- _INSTRUCTION_: Repeat each line of the material exactly.

- _RECORDS PROVIDED_:
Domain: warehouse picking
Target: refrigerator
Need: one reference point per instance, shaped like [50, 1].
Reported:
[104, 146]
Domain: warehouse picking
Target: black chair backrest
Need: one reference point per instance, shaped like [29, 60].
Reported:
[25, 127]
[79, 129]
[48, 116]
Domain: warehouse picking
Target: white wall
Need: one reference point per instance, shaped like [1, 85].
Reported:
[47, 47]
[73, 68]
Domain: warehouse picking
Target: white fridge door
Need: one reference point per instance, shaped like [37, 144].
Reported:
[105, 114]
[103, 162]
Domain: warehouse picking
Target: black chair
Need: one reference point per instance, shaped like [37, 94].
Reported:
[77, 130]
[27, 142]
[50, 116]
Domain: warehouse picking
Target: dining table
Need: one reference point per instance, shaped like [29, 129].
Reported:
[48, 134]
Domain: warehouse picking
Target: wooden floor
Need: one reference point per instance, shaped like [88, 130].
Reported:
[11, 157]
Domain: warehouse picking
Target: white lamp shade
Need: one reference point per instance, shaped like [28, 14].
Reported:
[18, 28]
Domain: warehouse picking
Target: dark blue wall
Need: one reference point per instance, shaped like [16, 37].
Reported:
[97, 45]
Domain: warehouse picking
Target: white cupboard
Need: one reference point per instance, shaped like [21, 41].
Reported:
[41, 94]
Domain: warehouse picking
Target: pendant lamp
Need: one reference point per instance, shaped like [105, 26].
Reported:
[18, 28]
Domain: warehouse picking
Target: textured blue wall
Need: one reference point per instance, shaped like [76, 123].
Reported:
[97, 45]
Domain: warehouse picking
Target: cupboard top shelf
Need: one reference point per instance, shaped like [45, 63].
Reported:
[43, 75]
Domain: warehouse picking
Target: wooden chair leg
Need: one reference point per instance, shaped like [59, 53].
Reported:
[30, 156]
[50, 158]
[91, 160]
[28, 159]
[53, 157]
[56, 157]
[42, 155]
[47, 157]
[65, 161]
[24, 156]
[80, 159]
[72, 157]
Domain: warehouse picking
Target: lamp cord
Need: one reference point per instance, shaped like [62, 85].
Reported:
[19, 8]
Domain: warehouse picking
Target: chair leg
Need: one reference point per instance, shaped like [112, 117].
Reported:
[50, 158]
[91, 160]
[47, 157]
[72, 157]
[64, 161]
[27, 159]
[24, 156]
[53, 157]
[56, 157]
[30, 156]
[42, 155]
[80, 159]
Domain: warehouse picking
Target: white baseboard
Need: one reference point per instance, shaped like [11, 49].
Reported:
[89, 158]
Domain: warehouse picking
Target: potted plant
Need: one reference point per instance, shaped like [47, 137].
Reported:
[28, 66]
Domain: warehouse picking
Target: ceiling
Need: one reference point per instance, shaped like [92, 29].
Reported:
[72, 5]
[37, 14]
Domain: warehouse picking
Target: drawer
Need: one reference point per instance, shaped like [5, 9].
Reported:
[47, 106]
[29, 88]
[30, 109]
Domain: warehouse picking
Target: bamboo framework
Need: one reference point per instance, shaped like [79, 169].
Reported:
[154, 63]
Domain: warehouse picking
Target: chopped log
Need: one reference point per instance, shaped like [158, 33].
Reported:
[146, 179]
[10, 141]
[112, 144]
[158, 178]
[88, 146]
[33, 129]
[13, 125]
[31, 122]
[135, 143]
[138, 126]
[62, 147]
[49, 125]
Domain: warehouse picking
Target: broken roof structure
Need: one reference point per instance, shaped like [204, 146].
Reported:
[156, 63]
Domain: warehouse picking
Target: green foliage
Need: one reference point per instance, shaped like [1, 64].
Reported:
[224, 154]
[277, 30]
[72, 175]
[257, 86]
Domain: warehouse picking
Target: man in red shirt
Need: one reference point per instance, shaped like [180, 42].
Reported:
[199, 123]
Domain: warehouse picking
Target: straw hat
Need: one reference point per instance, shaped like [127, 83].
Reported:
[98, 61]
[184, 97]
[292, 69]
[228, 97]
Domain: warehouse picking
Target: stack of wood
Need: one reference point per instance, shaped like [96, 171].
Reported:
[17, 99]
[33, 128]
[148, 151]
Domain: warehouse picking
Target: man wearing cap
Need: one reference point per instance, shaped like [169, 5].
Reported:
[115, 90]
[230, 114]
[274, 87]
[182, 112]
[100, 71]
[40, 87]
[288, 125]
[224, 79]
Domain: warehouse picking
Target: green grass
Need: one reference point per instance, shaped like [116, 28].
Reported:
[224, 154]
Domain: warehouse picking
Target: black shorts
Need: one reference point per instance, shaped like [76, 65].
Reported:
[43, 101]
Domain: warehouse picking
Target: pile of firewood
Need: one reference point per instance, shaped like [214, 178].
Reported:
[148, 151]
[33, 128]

- _EXERCISE OUTPUT_:
Domain: warehouse picking
Target: refrigerator
Need: one reference point per instance, shaped like [50, 1].
Reported:
[104, 146]
Domain: warehouse picking
Target: black chair backrest
Need: one reference point per instance, shaped like [29, 60].
Reported:
[25, 127]
[79, 129]
[48, 116]
Domain: warehouse picking
Target: white wall
Need: one reference point per instance, shaped like [1, 85].
Reported:
[47, 47]
[73, 68]
Domain: warehouse picking
Target: white fridge door
Need: one reference point per instance, shaped like [37, 144].
Reported:
[105, 114]
[103, 162]
Domain: warehouse picking
Target: black chair
Need: one reference point per instance, shaped like [37, 94].
Reported:
[77, 130]
[27, 142]
[50, 116]
Domain: warehouse picking
Target: dining table
Need: one reference point per instance, shaped like [29, 129].
Reported:
[48, 134]
Domain: warehouse picking
Target: wooden floor
Need: one reference point per instance, shaped like [88, 130].
Reported:
[11, 157]
Domain: warehouse picking
Target: white lamp shade
Need: one reference point per instance, shaped like [28, 14].
Reported:
[18, 28]
Domain: warehouse picking
Target: dark blue wall
Need: one reference point per instance, shaped like [16, 37].
Reported:
[97, 45]
Domain: warehouse picking
Target: white cupboard
Need: one reference point per instance, shaped like [21, 41].
Reported:
[41, 94]
Domain: warehouse picking
Target: pendant lamp
Need: one reference point per instance, shaped like [105, 26].
Reported:
[18, 28]
Domain: warehouse picking
Target: textured blue wall
Need: one reference point per instance, shaped like [76, 123].
Reported:
[97, 45]
Domain: warehouse picking
Target: cupboard top shelf
Need: one reference point per instance, shaped like [45, 63].
Reported:
[43, 75]
Domain: warehouse picking
Target: wooden chair leg
Need: one reference point per instance, shaped like [59, 53].
Reported:
[30, 156]
[50, 158]
[91, 160]
[28, 159]
[53, 157]
[56, 157]
[42, 155]
[47, 157]
[65, 161]
[24, 156]
[80, 159]
[72, 157]
Domain: warehouse picking
Target: lamp cord
Need: one reference point per instance, shaped like [62, 85].
Reported:
[19, 8]
Domain: warehouse picking
Target: chair leg
Need: one reference point per instance, shaped like [112, 117].
Reported:
[50, 158]
[91, 160]
[47, 157]
[72, 157]
[64, 161]
[27, 159]
[24, 156]
[53, 157]
[56, 157]
[30, 156]
[42, 155]
[80, 159]
Domain: warehouse picking
Target: white baseboard
Need: one reference point per instance, shaped like [11, 49].
Reported:
[89, 158]
Domain: warehouse picking
Target: potted plant
Need: one reference point per instance, shaped like [47, 137].
Reported:
[28, 66]
Domain: warehouse picking
Target: ceiling
Need: one reference point per instance, shaped like [92, 29].
Reported:
[72, 5]
[37, 14]
Domain: warehouse picking
Target: drawer
Need: one reference point per instance, shaped like [5, 9].
Reported:
[47, 106]
[29, 88]
[30, 109]
Domain: warehouse picking
Target: bamboo framework
Need: one reference point per instance, shaped like [79, 169].
Reported:
[154, 63]
Domain: warehouse picking
Target: chopped log
Need: one reference point per instance, shaped like [158, 33].
Reported:
[146, 179]
[10, 141]
[112, 144]
[158, 178]
[88, 146]
[33, 129]
[13, 125]
[31, 122]
[135, 143]
[138, 126]
[62, 147]
[49, 125]
Domain: warehouse picking
Target: broken roof structure
Need: one reference point per instance, shaped like [204, 146].
Reported:
[156, 63]
Domain: warehouse picking
Target: green foliage
Need: one reference point per instance, shaped like [1, 64].
Reported:
[224, 154]
[277, 30]
[72, 175]
[257, 86]
Domain: warehouse picking
Target: man in red shirt
Need: one reference point per instance, shaped like [180, 42].
Reported:
[199, 123]
Domain: warehouse picking
Target: straw hat
Need: one reference point per instance, shaped like [127, 83].
Reported:
[98, 61]
[184, 97]
[292, 69]
[228, 97]
Domain: warehouse picking
Target: stack of wood
Need: one reference point per instance, shaped like [96, 171].
Reported:
[17, 99]
[33, 128]
[148, 151]
Domain: warehouse picking
Target: man wearing cap
Need: one reference point per instance, shaped like [169, 5].
Reported:
[115, 90]
[230, 114]
[274, 87]
[182, 112]
[100, 71]
[40, 87]
[288, 125]
[224, 79]
Domain: warehouse picking
Target: green grass
Need: one reference point per instance, shaped like [116, 28].
Reported:
[224, 154]
Domain: warehouse picking
Target: black shorts
Need: one reference point per instance, shaped like [76, 65].
Reported:
[43, 101]
Domain: warehouse picking
Target: pile of firewood
Need: one reference point per instance, shaped like [214, 178].
Reported:
[148, 151]
[33, 128]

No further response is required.